### Exercise description
Resume the passage on the Council of Jamnia and the Jewish canon, picking up right after its final sentence.

### Given text
======
Today, there is no scholarly consensus as to when the Jewish canon was set. Nevertheless, the outcomes attributed to the Council of Jamnia did occur whether gradually or in a definitive, authoritative council. Several concerns of the remaining Jewish communities in Israel would have been the loss of the national language, the growing problem of conversions to Christianity, based in part on Christian promises of life after death. What emerged from this era was two fold:

  1. A rejection of the Septuagint or Koine Greek Old Testament widely then in use among the Hellenized diaspora along with its additional books not part of the Biblical Hebrew/Biblical Aramaic Masoretic Text.
  2. The inclusion of a curse on the "Minim" which probably included Jewish Christians (Birkat ha-Minim). According to the Jewish Encyclopedia article on Min: "In passages referring to the Christian period, "minim" usually indicates the Judæo-Christians, the Gnostics, and the Nazarenes, who often conversed with the Rabbis on the unity of God, creation, resurrection, and similar subjects (comp. Sanh. 39b). In some passages, indeed, it is used even for "Christian"; but it is possible that in such cases it is a substitution for the word "Noẓeri," which was the usual term for 'Christian'... On the invitation of Gamaliel II., Samuel ha-Ḳaṭan composed a prayer against the minim which was inserted in the "Eighteen Benedictions"; it is called "Birkat ha-Minim" and forms the twelfth benediction; but instead of the original "Noẓerim" ... the present text has "wela-malshinim" (="and to the informers"). The cause of this change in the text was probably, the accusation brought by the Church Fathers against the Jews of cursing all the Christians under the name of the Nazarenes."

Sociologically, these developments achieved two important ends, namely, the preservation of the Hebrew language at least for religious use (even among the diaspora) and the final separation and distinction between the Jewish and Christian communities. (Through nearly the end of the first century, Christians of Jewish descent continued to pray in synagogues.) But see also John Chrysostom#Sermons on Jews and Judaizing Christians.

Some of the books not admitted into the Hebrew canon, such as Wisdom and 2 Maccabees, gave the only textual support for the common first century Jewish belief in the after-life. The martyrs' prayers for the dead and the living praying and offering sacrifices for the dead motivated Martin Luther to reject these books as apocryphal because they supported Catholic doctrine and practice.
======
### Provided material
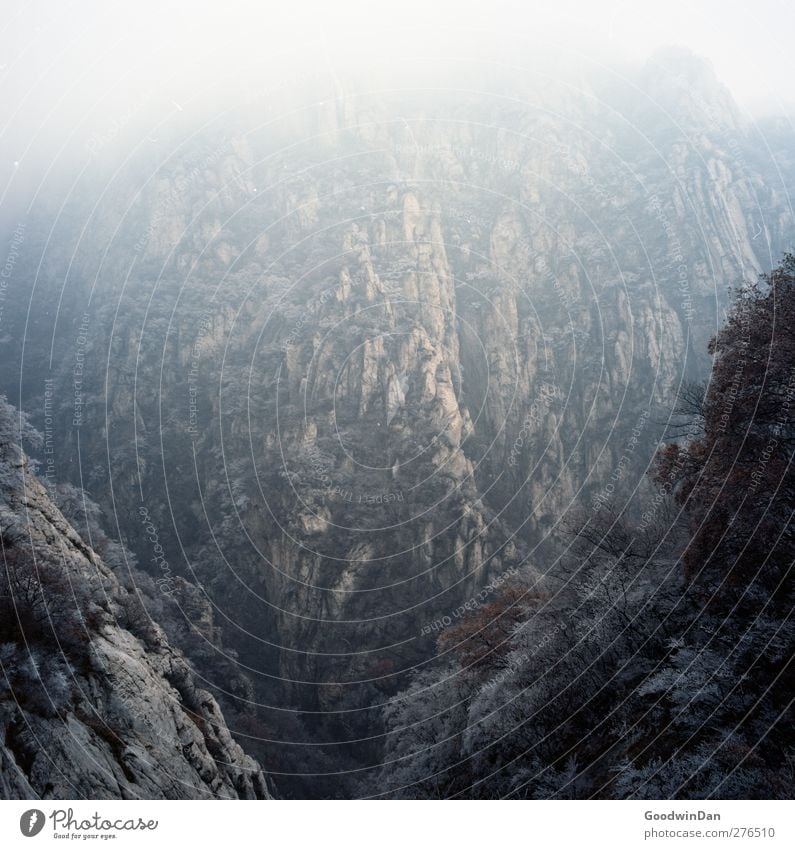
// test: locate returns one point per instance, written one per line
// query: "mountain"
(88, 709)
(358, 350)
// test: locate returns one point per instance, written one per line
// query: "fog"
(86, 81)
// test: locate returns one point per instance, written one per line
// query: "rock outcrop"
(87, 708)
(360, 363)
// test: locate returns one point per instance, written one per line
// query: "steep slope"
(87, 709)
(357, 352)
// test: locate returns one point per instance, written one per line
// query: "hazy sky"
(79, 72)
(93, 44)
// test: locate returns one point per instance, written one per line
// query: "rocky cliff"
(87, 708)
(358, 357)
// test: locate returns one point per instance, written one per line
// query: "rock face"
(86, 709)
(360, 363)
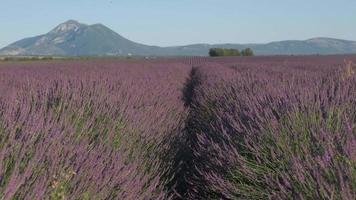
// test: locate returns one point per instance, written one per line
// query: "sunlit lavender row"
(281, 127)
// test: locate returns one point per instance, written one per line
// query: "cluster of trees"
(214, 52)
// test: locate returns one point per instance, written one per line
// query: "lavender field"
(278, 127)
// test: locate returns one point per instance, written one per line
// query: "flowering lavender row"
(88, 129)
(273, 132)
(276, 127)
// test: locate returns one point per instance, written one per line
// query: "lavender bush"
(179, 128)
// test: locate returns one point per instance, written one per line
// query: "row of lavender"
(263, 130)
(88, 129)
(193, 128)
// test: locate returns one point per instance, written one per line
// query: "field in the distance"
(280, 127)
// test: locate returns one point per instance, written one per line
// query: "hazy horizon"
(171, 23)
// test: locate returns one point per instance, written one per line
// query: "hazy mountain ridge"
(72, 38)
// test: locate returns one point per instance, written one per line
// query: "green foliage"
(215, 52)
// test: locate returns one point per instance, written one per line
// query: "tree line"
(214, 52)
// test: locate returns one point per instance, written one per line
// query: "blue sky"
(179, 22)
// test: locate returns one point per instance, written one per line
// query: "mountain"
(72, 38)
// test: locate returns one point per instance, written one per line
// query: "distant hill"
(72, 38)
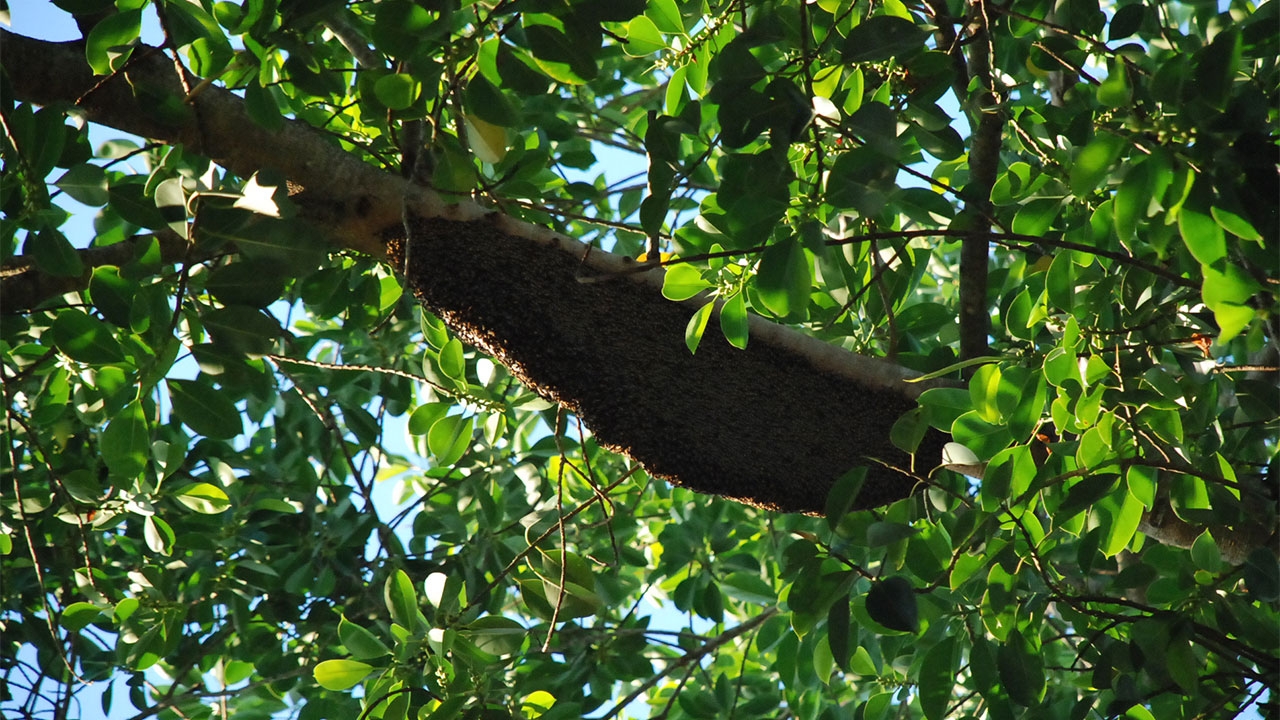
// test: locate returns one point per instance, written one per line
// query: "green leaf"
(127, 442)
(360, 642)
(497, 634)
(892, 604)
(341, 674)
(85, 338)
(982, 437)
(1022, 671)
(698, 326)
(937, 679)
(489, 104)
(1202, 235)
(839, 632)
(784, 278)
(204, 409)
(1123, 524)
(1216, 67)
(54, 254)
(158, 534)
(254, 285)
(243, 329)
(1093, 163)
(1115, 91)
(205, 499)
(882, 37)
(77, 615)
(112, 41)
(86, 183)
(398, 91)
(666, 16)
(449, 438)
(643, 37)
(1037, 217)
(732, 317)
(1262, 575)
(1206, 554)
(452, 363)
(401, 600)
(197, 32)
(682, 282)
(842, 496)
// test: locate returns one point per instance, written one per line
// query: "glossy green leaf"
(158, 534)
(1123, 523)
(892, 604)
(1216, 67)
(246, 283)
(643, 37)
(77, 615)
(1036, 217)
(488, 103)
(732, 318)
(452, 363)
(85, 338)
(1022, 671)
(937, 679)
(882, 37)
(784, 278)
(341, 674)
(401, 600)
(204, 497)
(1093, 163)
(204, 409)
(55, 255)
(245, 329)
(1202, 235)
(398, 90)
(127, 442)
(698, 326)
(682, 282)
(360, 642)
(86, 183)
(112, 41)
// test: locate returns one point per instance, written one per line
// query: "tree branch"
(772, 425)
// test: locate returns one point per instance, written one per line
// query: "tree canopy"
(926, 367)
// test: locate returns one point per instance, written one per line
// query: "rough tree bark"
(772, 425)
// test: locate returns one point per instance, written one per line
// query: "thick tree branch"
(983, 165)
(772, 425)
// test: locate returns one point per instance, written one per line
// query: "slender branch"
(690, 657)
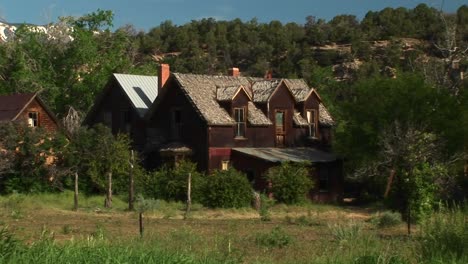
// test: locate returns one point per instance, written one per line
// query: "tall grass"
(91, 250)
(62, 201)
(444, 237)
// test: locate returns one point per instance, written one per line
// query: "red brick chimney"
(163, 75)
(268, 75)
(234, 72)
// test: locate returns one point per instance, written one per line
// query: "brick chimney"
(268, 75)
(163, 75)
(234, 72)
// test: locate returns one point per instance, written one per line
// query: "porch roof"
(288, 154)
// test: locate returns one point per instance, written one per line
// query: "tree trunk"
(75, 205)
(141, 224)
(108, 201)
(131, 193)
(389, 182)
(189, 195)
(408, 220)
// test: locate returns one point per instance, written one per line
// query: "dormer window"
(176, 123)
(126, 121)
(33, 119)
(311, 116)
(239, 117)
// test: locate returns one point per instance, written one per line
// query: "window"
(239, 117)
(107, 119)
(280, 129)
(33, 119)
(176, 123)
(311, 116)
(324, 179)
(225, 165)
(126, 120)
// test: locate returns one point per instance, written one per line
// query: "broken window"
(239, 117)
(126, 121)
(324, 179)
(176, 123)
(311, 116)
(225, 165)
(33, 119)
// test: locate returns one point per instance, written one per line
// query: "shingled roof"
(206, 91)
(325, 117)
(11, 106)
(140, 89)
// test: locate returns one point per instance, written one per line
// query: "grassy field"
(45, 230)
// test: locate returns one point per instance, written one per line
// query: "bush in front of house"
(227, 189)
(290, 182)
(170, 184)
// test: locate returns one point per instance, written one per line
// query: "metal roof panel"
(140, 89)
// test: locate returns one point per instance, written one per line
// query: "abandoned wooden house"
(249, 123)
(27, 108)
(123, 105)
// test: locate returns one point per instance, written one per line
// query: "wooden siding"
(193, 130)
(45, 120)
(116, 103)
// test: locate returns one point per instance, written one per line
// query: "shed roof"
(140, 89)
(325, 117)
(256, 117)
(276, 155)
(12, 105)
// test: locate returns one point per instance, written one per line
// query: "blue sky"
(145, 14)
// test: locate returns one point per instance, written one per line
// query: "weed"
(66, 229)
(386, 219)
(444, 237)
(346, 232)
(7, 243)
(276, 238)
(100, 232)
(265, 205)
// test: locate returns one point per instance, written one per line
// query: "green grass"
(43, 229)
(62, 201)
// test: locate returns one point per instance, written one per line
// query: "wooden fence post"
(189, 194)
(108, 201)
(131, 194)
(75, 205)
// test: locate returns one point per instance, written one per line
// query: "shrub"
(290, 182)
(265, 205)
(275, 238)
(386, 219)
(349, 232)
(227, 189)
(170, 184)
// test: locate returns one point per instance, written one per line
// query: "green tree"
(170, 184)
(227, 189)
(290, 182)
(108, 161)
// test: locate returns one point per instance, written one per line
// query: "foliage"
(386, 219)
(29, 157)
(109, 154)
(265, 206)
(290, 182)
(276, 238)
(227, 189)
(346, 232)
(170, 184)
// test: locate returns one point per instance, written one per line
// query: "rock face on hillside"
(54, 31)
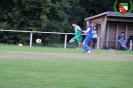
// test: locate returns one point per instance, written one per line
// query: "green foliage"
(46, 15)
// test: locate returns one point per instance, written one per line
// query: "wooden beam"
(103, 28)
(116, 38)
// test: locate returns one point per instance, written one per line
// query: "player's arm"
(119, 40)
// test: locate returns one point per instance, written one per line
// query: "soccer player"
(128, 41)
(89, 37)
(77, 39)
(121, 41)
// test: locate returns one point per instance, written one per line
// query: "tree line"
(46, 15)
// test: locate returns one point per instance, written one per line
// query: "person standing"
(94, 40)
(89, 37)
(77, 39)
(121, 41)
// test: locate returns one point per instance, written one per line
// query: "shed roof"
(109, 14)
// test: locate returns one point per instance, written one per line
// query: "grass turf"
(79, 71)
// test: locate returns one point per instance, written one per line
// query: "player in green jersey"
(77, 39)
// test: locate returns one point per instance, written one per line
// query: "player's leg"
(74, 41)
(79, 42)
(85, 45)
(94, 42)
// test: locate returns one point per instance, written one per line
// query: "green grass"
(42, 67)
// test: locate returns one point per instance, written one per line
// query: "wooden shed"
(110, 25)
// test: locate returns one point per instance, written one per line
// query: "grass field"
(42, 67)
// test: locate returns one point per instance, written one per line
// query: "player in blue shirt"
(121, 41)
(89, 37)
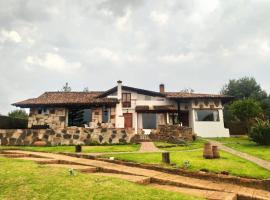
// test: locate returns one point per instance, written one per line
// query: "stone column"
(119, 118)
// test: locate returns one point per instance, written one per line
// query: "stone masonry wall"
(171, 133)
(66, 136)
(55, 118)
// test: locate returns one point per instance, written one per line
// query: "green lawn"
(229, 163)
(85, 149)
(175, 147)
(243, 144)
(25, 180)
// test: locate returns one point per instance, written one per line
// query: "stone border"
(247, 182)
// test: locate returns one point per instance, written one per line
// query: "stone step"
(81, 168)
(163, 178)
(10, 155)
(132, 178)
(47, 160)
(208, 194)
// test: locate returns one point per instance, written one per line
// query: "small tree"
(18, 114)
(260, 132)
(245, 87)
(66, 88)
(246, 110)
(85, 89)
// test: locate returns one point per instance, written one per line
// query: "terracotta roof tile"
(66, 98)
(185, 95)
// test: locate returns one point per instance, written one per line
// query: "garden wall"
(171, 133)
(236, 128)
(66, 136)
(11, 123)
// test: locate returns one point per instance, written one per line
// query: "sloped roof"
(185, 95)
(66, 98)
(138, 90)
(100, 98)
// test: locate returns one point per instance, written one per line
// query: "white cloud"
(176, 58)
(160, 18)
(12, 36)
(123, 22)
(104, 53)
(53, 61)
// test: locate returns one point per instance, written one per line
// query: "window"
(207, 115)
(79, 117)
(126, 100)
(105, 115)
(43, 111)
(149, 120)
(147, 98)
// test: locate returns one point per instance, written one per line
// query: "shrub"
(260, 132)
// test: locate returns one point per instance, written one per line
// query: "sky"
(183, 44)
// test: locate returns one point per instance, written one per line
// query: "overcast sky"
(181, 43)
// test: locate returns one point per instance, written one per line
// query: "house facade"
(130, 108)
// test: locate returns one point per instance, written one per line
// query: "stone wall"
(97, 117)
(55, 118)
(171, 133)
(66, 136)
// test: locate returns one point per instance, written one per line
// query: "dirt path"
(263, 163)
(148, 147)
(159, 177)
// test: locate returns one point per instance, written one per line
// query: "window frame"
(213, 110)
(126, 100)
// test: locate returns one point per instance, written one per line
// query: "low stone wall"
(55, 118)
(66, 136)
(172, 133)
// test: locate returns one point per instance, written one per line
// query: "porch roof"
(66, 99)
(189, 96)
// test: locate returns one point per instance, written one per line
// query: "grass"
(23, 180)
(177, 147)
(245, 145)
(228, 162)
(85, 149)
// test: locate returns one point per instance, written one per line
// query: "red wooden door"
(128, 120)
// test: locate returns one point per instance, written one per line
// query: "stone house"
(131, 108)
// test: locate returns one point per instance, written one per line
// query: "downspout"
(178, 111)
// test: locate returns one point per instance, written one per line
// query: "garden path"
(148, 147)
(263, 163)
(157, 176)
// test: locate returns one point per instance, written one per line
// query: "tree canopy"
(18, 114)
(66, 88)
(245, 87)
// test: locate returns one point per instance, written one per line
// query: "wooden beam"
(178, 111)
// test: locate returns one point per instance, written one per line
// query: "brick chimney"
(119, 89)
(162, 88)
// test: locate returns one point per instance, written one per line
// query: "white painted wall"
(209, 129)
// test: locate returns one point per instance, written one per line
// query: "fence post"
(78, 148)
(166, 157)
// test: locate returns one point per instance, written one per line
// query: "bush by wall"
(236, 128)
(12, 123)
(260, 132)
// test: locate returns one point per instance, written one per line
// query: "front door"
(184, 118)
(128, 120)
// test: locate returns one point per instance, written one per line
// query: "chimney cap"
(161, 88)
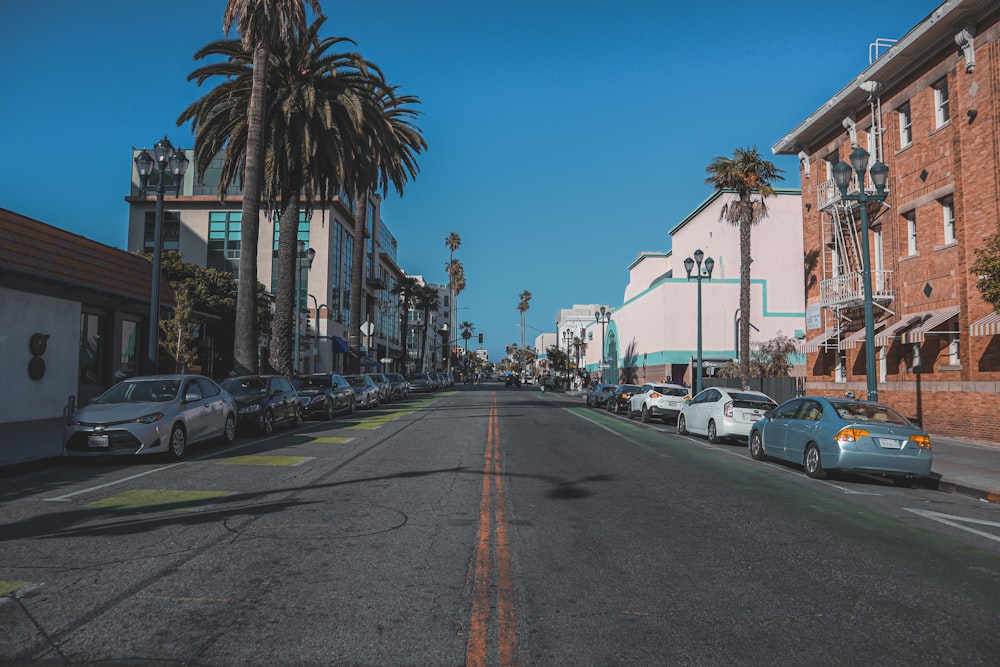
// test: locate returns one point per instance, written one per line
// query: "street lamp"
(602, 317)
(842, 176)
(175, 161)
(689, 265)
(302, 257)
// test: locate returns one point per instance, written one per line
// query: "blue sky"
(564, 137)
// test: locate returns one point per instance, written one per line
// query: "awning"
(988, 326)
(817, 342)
(340, 345)
(858, 337)
(896, 330)
(935, 318)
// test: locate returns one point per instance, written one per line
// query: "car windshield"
(313, 383)
(869, 412)
(141, 391)
(245, 386)
(755, 401)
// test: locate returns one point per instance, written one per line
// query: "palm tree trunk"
(358, 292)
(745, 261)
(286, 315)
(245, 352)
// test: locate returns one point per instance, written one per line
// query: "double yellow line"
(492, 520)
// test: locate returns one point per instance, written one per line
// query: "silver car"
(160, 414)
(721, 412)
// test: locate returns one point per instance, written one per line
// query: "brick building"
(927, 107)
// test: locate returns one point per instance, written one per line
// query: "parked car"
(399, 387)
(150, 415)
(365, 391)
(618, 402)
(657, 399)
(421, 382)
(324, 395)
(264, 401)
(599, 393)
(384, 387)
(825, 434)
(721, 412)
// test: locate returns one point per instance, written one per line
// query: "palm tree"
(748, 176)
(523, 305)
(426, 300)
(384, 154)
(265, 26)
(406, 291)
(311, 123)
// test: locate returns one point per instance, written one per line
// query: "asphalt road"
(489, 525)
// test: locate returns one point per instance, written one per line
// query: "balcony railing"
(848, 289)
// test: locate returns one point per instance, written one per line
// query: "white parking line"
(957, 521)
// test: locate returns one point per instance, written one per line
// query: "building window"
(224, 234)
(941, 112)
(171, 232)
(948, 217)
(911, 233)
(905, 126)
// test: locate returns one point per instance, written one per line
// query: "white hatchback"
(722, 412)
(657, 399)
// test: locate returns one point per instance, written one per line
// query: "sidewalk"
(968, 468)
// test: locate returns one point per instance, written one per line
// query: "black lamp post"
(303, 258)
(603, 316)
(689, 265)
(168, 159)
(842, 176)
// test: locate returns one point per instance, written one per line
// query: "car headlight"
(149, 419)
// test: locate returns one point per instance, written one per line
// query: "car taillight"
(852, 434)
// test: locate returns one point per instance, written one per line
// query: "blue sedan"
(824, 434)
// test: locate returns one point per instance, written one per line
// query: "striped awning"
(934, 319)
(896, 330)
(814, 344)
(988, 326)
(857, 337)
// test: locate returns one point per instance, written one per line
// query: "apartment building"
(926, 106)
(207, 232)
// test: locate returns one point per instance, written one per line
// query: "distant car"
(384, 387)
(618, 402)
(826, 434)
(598, 394)
(421, 382)
(399, 386)
(365, 391)
(324, 395)
(149, 415)
(657, 399)
(264, 401)
(721, 412)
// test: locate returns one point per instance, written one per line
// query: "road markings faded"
(957, 521)
(492, 516)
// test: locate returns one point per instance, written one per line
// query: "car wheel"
(229, 430)
(813, 463)
(713, 436)
(178, 442)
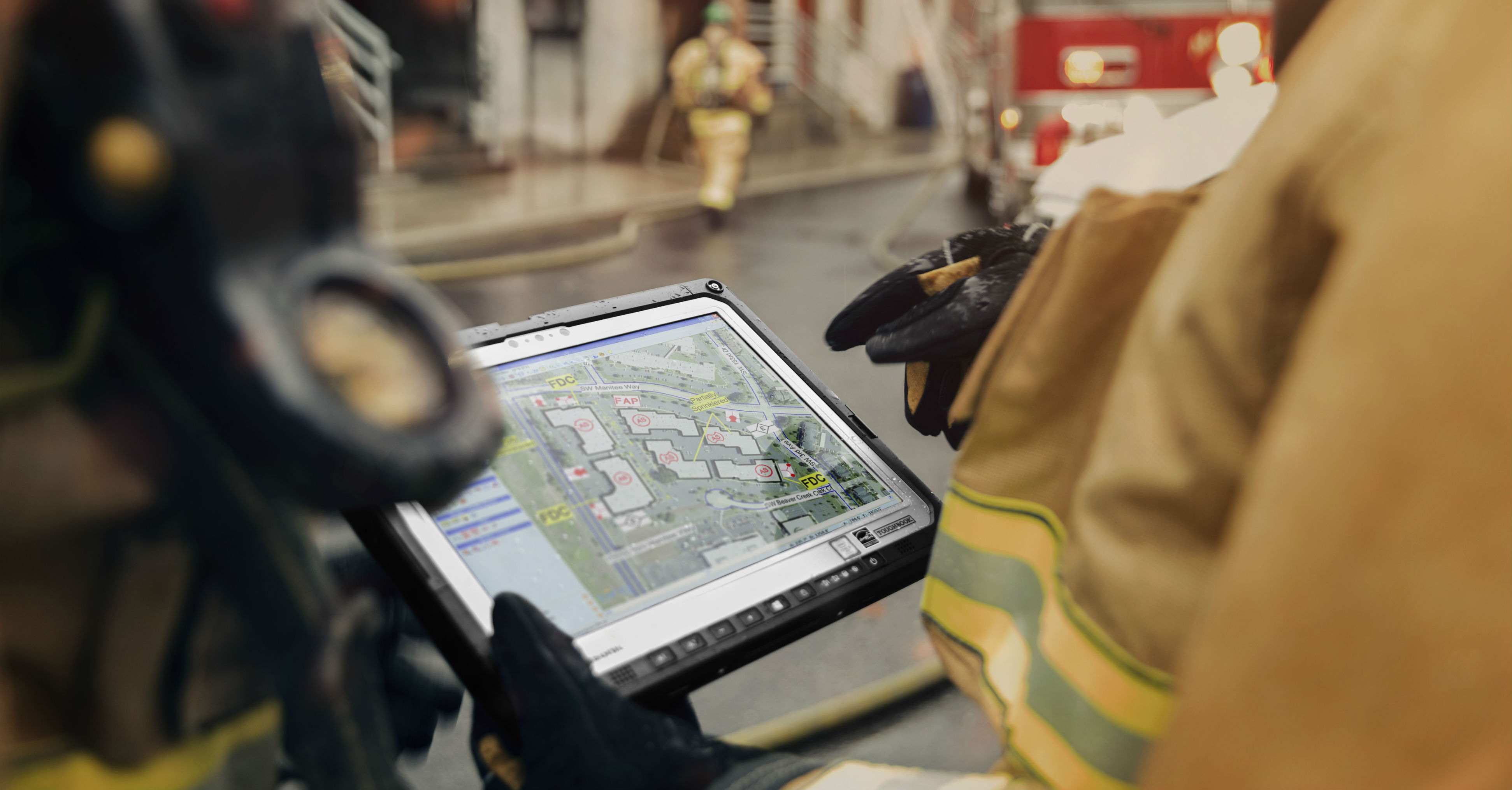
======
### Task result
[edit] Speculation regarding a "Council of Jamnia"

Heinrich Graetz introduced the notion in 1871; based on Mishnaic and Talmudic sources, he concluded that there must have been a Council of Jamnia which had decided the Jewish canon sometime in the late 1st century. This became the prevailing scholarly consensus for much of the 20th century. However, from the 1960s onwards, based on the work of Jack P. Lewis, Sidney Z. Leiman, and others, this view came increasingly into question. In particular, later scholars noted that none of the sources actually mentioned books that had been withdrawn from a canon, and questioned the whole premise that the discussions were about canonicity at all, asserting that they were actually dealing with other concerns entirely.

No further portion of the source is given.